• INSTRUCTION: Produce an exact copy of all the records.

• RECORDS FOR THIS TASK:
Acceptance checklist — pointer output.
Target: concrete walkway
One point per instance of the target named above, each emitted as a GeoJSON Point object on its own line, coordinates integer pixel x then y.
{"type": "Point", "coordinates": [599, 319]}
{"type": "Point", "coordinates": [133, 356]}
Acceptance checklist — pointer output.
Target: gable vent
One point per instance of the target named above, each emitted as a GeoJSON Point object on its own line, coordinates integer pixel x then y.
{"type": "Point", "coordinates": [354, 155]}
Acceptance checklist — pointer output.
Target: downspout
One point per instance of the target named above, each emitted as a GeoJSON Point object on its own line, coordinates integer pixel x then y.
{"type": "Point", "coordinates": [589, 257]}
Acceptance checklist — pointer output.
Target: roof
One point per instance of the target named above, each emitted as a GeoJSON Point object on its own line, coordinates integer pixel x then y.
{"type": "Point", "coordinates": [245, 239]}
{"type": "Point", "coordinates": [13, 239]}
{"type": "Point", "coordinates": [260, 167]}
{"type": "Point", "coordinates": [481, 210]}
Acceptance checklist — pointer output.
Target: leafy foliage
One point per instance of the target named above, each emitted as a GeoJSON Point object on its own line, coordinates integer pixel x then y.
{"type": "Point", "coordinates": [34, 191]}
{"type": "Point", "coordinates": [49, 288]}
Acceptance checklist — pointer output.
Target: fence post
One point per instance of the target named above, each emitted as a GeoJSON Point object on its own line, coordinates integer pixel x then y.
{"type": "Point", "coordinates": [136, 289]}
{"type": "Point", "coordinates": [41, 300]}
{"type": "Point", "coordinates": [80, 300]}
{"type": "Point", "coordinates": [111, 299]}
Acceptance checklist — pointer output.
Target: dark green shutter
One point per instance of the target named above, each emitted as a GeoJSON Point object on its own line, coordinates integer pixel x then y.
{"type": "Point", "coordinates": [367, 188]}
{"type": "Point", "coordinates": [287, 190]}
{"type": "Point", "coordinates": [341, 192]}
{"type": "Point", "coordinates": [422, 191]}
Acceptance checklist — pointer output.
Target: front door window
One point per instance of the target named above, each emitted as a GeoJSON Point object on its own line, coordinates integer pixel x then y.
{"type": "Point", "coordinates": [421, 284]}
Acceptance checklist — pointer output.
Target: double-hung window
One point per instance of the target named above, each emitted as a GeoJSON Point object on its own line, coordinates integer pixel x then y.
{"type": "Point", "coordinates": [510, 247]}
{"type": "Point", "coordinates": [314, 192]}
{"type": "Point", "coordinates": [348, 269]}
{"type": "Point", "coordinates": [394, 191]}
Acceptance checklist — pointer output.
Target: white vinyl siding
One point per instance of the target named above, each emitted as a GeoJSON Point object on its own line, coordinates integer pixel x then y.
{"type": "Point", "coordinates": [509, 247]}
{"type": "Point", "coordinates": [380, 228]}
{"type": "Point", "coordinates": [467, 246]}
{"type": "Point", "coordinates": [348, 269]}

• TASK ANSWER:
Acceptance checklist — pointer output.
Target: concrete walkway
One point per instance of the target named above, each emitted as a GeoJSON Point object on its own line, coordinates integer pixel x then y.
{"type": "Point", "coordinates": [599, 319]}
{"type": "Point", "coordinates": [133, 356]}
Acceptance checklist — pointer output.
Target: gable vent
One point per instance of the target named above, each emitted as a GeoJSON Point object on its own line, coordinates integer pixel x then y.
{"type": "Point", "coordinates": [354, 155]}
Acceptance checklist — pointer output.
Target: downspout
One point per instance of the target named above, each emitted as a GeoJSON Point object on its own line, coordinates integer pixel x then y.
{"type": "Point", "coordinates": [589, 257]}
Acceptance checklist — pointer output.
Target: roof
One point per instance of the target named above, each emitted as a GeoJSON Point object on its own line, coordinates integer pixel x then y.
{"type": "Point", "coordinates": [245, 239]}
{"type": "Point", "coordinates": [13, 239]}
{"type": "Point", "coordinates": [260, 167]}
{"type": "Point", "coordinates": [481, 210]}
Acceptance checklist — pointer output.
Target: leafy foliage
One point per instance of the target named above, each emitted as a GeoJSON Point object on its own line, coordinates integer pixel x then y.
{"type": "Point", "coordinates": [34, 191]}
{"type": "Point", "coordinates": [49, 288]}
Acceptance checklist — pointer output.
Target: fence post
One point per instance of the target named above, each emitted as a GeoJSON Point object on its own line, coordinates integer pixel x then y.
{"type": "Point", "coordinates": [136, 289]}
{"type": "Point", "coordinates": [41, 300]}
{"type": "Point", "coordinates": [80, 300]}
{"type": "Point", "coordinates": [111, 299]}
Acceptance checklist — pointer output.
Target: dark green shutter
One point per instance of the target named above, each emitted as a GeoJSON Point object on its own line, coordinates integer pixel x then y.
{"type": "Point", "coordinates": [367, 188]}
{"type": "Point", "coordinates": [287, 190]}
{"type": "Point", "coordinates": [341, 192]}
{"type": "Point", "coordinates": [422, 191]}
Acceptance checklist — pointer output.
Target: front door window
One point per instance of the target named above, each emitted as a GeoJSON Point object on its own line, coordinates integer pixel x then y.
{"type": "Point", "coordinates": [421, 284]}
Acceptance checklist — pointer output.
Target: double-hung window
One point per instance of the target named above, each emitted as a GeoJSON Point object on its own line, coordinates integer pixel x then y.
{"type": "Point", "coordinates": [510, 247]}
{"type": "Point", "coordinates": [314, 192]}
{"type": "Point", "coordinates": [348, 269]}
{"type": "Point", "coordinates": [394, 191]}
Acceptance checklist — pointer output.
Target: white vinyl siding
One point per instance of the target named above, each emitted as a GeoJSON Point object on its own line, coordinates integer pixel x then y.
{"type": "Point", "coordinates": [509, 247]}
{"type": "Point", "coordinates": [380, 228]}
{"type": "Point", "coordinates": [467, 246]}
{"type": "Point", "coordinates": [348, 269]}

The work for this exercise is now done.